Extract to read:
Prevention of antibiotic-associated metabolic syndrome in mice by intestinal alkaline phosphatase

Abstract

Aims: To examine whether co-administration of intestinal alkaline phosphatase (IAP) with antibiotics early in life may have a preventive role against metabolic syndrome (MetS) in mice.

Methods: A total of 50 mice were allocated to four treatment groups after weaning. Mice were treated with azithromycin (AZT) ± IAP, or with no AZT ± IAP, for three intermittent 7-day cycles. After the last treatment course, the mice were administered a regular chow diet for 5 weeks and subsequently a high-fat diet for 5 weeks. Body weight, food intake, water intake, serum lipids, glucose levels and liver lipids were compared. 16S rRNA gene pyrosequencing was used to determine the differences in microbiome composition.

Results: Exposure to AZT early in life rendered mice susceptible to MetS in adulthood. Co-administration of IAP with AZT completely prevented this susceptibility by decreasing total body weight, serum lipids, glucose levels and liver lipids to the levels of control mice. These effects of IAP probably occur as a result of changes in the composition of specific bacterial taxa at the genus and species levels (e.g. members of Anaeroplasma and Parabacteroides).

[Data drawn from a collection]
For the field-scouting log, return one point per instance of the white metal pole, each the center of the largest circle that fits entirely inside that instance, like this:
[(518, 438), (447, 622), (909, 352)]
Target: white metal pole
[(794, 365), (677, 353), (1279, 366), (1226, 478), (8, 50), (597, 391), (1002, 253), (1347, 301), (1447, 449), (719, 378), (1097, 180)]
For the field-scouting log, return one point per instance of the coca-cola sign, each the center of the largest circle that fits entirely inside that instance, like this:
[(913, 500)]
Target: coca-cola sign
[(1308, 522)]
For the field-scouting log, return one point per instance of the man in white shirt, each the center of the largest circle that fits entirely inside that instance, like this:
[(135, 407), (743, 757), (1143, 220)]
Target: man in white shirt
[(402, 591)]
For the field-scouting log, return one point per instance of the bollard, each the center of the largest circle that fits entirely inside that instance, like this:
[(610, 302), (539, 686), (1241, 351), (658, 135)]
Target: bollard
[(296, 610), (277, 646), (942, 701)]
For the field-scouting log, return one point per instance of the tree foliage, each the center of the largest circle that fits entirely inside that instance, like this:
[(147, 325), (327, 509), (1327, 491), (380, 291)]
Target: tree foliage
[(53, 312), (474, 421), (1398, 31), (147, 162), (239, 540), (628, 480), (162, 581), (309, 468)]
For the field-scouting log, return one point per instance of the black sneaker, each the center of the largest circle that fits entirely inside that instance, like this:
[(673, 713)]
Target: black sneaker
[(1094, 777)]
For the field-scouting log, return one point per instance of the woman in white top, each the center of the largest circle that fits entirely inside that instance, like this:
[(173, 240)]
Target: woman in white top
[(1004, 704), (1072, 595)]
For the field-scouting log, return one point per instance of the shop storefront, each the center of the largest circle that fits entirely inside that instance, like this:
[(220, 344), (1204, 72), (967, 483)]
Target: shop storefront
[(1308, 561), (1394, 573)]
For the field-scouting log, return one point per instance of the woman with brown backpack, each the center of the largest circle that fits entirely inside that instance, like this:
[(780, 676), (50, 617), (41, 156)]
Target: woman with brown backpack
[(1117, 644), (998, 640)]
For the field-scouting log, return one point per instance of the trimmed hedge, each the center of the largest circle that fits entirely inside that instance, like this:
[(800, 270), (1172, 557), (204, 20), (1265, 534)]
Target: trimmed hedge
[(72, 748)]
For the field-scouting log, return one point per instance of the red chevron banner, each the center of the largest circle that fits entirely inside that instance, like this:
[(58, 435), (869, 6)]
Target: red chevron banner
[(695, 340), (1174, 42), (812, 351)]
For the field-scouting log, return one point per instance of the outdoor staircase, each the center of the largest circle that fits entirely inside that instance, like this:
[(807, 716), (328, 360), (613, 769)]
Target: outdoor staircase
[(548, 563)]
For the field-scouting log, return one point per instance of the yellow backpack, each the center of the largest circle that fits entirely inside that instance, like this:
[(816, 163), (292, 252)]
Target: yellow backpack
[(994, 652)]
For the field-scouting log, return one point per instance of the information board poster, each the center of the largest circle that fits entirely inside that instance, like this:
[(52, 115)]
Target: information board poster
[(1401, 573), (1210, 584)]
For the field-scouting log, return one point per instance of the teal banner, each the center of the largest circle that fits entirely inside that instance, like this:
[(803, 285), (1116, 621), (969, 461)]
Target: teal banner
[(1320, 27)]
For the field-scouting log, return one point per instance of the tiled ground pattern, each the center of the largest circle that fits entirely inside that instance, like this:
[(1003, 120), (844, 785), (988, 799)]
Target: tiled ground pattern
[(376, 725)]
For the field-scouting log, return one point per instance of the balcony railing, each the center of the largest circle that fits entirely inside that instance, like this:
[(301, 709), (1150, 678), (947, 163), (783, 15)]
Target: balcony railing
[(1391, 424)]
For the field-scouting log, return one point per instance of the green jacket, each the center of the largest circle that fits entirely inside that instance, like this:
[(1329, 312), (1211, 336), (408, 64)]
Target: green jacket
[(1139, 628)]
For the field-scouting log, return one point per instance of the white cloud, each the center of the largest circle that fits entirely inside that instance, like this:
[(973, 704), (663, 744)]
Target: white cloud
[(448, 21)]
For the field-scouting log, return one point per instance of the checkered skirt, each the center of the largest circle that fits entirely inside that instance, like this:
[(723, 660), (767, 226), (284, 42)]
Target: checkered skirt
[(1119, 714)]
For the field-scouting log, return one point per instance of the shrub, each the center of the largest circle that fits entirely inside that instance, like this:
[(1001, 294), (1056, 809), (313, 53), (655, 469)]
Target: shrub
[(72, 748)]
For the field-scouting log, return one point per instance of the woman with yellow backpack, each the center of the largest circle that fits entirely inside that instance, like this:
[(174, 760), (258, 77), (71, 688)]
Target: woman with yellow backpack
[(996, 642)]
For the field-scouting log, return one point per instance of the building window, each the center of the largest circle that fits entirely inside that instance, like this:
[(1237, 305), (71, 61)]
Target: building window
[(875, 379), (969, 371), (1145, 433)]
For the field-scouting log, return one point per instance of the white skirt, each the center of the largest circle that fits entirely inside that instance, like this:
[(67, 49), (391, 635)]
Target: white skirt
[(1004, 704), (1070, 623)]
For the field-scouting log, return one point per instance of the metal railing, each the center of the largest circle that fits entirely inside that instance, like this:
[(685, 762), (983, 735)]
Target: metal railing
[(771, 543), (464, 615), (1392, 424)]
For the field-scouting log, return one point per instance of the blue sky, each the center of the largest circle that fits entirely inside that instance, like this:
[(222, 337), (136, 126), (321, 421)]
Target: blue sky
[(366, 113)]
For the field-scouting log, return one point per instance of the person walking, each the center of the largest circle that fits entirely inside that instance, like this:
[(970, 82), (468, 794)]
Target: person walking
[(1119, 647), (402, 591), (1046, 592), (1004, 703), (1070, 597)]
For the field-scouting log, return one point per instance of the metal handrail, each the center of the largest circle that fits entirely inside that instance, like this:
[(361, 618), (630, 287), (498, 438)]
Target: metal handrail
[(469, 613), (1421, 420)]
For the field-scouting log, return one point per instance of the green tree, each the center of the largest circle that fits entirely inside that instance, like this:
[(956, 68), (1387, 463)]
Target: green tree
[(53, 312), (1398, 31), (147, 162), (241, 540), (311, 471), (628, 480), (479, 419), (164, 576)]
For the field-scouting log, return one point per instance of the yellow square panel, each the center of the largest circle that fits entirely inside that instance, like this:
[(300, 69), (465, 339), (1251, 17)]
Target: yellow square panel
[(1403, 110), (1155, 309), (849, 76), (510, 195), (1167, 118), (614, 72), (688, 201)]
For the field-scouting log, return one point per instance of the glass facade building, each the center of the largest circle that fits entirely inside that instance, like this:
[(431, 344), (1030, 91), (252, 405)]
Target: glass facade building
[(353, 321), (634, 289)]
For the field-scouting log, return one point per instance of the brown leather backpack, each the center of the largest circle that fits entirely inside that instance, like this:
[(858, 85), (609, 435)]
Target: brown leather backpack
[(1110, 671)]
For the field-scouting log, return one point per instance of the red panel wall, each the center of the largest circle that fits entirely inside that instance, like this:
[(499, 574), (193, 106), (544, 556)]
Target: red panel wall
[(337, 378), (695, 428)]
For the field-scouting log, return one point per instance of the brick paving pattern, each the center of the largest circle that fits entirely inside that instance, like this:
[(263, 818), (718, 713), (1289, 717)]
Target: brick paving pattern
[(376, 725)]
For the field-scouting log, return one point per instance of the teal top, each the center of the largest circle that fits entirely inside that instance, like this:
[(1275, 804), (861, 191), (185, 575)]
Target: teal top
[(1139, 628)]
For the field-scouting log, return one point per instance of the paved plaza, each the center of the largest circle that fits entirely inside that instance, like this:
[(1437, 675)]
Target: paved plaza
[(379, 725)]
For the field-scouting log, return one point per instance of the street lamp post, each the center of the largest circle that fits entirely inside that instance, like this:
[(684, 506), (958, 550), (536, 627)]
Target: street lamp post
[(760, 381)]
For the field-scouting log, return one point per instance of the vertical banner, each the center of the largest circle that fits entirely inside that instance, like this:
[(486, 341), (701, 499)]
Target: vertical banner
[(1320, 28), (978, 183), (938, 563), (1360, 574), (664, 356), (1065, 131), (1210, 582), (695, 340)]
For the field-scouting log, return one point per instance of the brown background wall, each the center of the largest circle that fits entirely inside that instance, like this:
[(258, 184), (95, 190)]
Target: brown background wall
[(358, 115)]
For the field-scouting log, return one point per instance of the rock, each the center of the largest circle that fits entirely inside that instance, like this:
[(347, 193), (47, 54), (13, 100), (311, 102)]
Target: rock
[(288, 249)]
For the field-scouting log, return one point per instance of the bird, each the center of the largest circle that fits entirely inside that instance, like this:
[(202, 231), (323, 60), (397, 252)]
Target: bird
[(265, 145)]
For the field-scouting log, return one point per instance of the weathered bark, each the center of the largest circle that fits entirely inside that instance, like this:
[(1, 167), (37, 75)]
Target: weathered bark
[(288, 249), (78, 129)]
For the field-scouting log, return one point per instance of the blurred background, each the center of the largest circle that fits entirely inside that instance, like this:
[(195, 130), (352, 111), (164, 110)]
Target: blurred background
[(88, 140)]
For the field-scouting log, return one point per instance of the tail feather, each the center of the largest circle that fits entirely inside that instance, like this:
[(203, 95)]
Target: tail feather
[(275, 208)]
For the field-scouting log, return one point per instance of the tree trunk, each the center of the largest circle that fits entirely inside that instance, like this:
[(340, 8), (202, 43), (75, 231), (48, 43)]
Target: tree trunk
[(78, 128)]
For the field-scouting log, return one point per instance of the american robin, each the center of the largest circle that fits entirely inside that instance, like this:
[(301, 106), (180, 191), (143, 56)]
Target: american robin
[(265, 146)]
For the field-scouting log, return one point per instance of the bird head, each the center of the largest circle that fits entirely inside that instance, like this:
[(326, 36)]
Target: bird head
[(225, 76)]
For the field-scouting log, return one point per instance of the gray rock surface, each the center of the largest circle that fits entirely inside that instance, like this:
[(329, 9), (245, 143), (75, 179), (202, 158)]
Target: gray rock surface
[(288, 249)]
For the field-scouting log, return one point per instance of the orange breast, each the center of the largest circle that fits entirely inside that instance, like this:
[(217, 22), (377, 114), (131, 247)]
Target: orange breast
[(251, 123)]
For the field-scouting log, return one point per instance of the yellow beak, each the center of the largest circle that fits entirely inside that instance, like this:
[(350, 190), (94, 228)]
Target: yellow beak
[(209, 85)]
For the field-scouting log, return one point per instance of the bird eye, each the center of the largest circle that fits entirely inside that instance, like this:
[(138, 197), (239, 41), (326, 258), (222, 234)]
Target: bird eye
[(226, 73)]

What this exercise asks:
a – According to the abstract, what is the probable reason for the effects of intestinal alkaline phosphatase?
b – In the abstract, edit the passage starting with "Methods: A total" and going on through "in microbiome composition.", replacing "regular chow diet" with "standard chow diet".
This material comes from a source other than the abstract.

Your responses:
a – The effects of intestinal alkaline phosphatase probably result from changes in the composition of specific bacterial taxa at the genus and species levels. Members of Anaeroplasma and Parabacteroides are given as examples.

b –
Methods: A total of 50 mice were allocated to four treatment groups after weaning. Mice were treated with azithromycin (AZT) ± IAP, or with no AZT ± IAP, for three intermittent 7-day cycles. After the last treatment course, the mice were administered a standard chow diet for 5 weeks and subsequently a high-fat diet for 5 weeks. Body weight, food intake, water intake, serum lipids, glucose levels and liver lipids were compared. 16S rRNA gene pyrosequencing was used to determine the differences in microbiome composition.